**Brief 1**
Translate this sentence from the logistic regression text below into French: "If the errors in linear regression have a normal distribution, then the least-squares solution is also the maximum likelihood solution."
**Brief 2**
Reproduce everything in the logistic regression text below, from "Here's the rub: $p$" down to "plt.plot(y, p)", without any changes.

**Supplied text**
..............................

For linear regression
$$
y = \beta_0 + \sum_{i=1}^p \beta_i x_i
$$
Note that $y$ can take on any value from $- \infty $ to $+ \infty$.
With logistic regression, we model the log-odds as a linear function of $y$. 
$$
\mathrm{log} \left( \frac{p}{1-p} \right) = \mathrm{logit}(p) = y
$$
This is where the term logistic regression comes from. We're "fitting" a line to the log-odds. With least-squares linear regression, we minimize MSE. With logistic regression, we maximize the log likelihood. If the errors in linear regression have a normal distribution, then the least-squares solution is also the maximum likelihood solution.

We can solve this equation for $p(y)$
$$
p(y) = \frac{1}{1 + e^{-y}} = \mathrm{sigmoid(y)}
$$

Here's the rub: $p$ is a conditional probability. Specifically, $p(1|x)$ is the probability that the true class is 1 given the observation $x$.

In [None]:
# Plotting sigmoid(y)
import matplotlib.pyplot as plt
import numpy as np

y = np.arange(-5,5,.01)
p = 1 / (1 + np.exp(-y))

plt.plot(y, p)
plt.plot([-5, 5], [0, 0], ":k")
plt.ylabel("p")
plt.xlabel("y");

# Iris dataset

Load the dataset from scikit learn and verify things.

In [None]:
# Quickly load and visualize the data with seaborn
import seaborn as sns

df = sns.load_dataset("iris")

..............................

**Rows**
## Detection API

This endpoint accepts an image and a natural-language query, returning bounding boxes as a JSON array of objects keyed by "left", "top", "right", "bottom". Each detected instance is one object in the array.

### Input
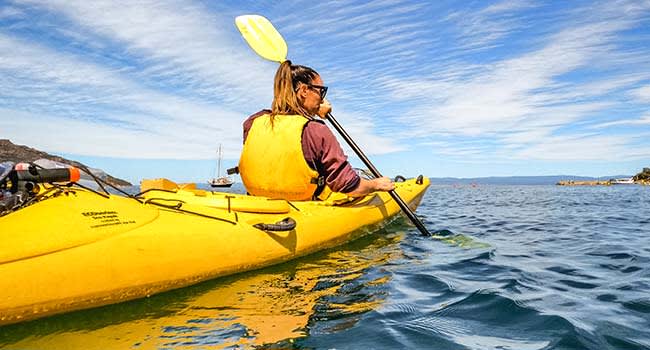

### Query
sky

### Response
[{"left": 0, "top": 0, "right": 650, "bottom": 183}]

..............................

**Full solution 1**
Si les erreurs de la régression linéaire suivent une loi normale, alors la solution des moindres carrés est aussi la solution du maximum de vraisemblance.

**Full solution 2**
Here's the rub: $p$ is a conditional probability. Specifically, $p(1|x)$ is the probability that the true class is 1 given the observation $x$.

In [None]:
# Plotting sigmoid(y)
import matplotlib.pyplot as plt
import numpy as np

y = np.arange(-5,5,.01)
p = 1 / (1 + np.exp(-y))

plt.plot(y, p)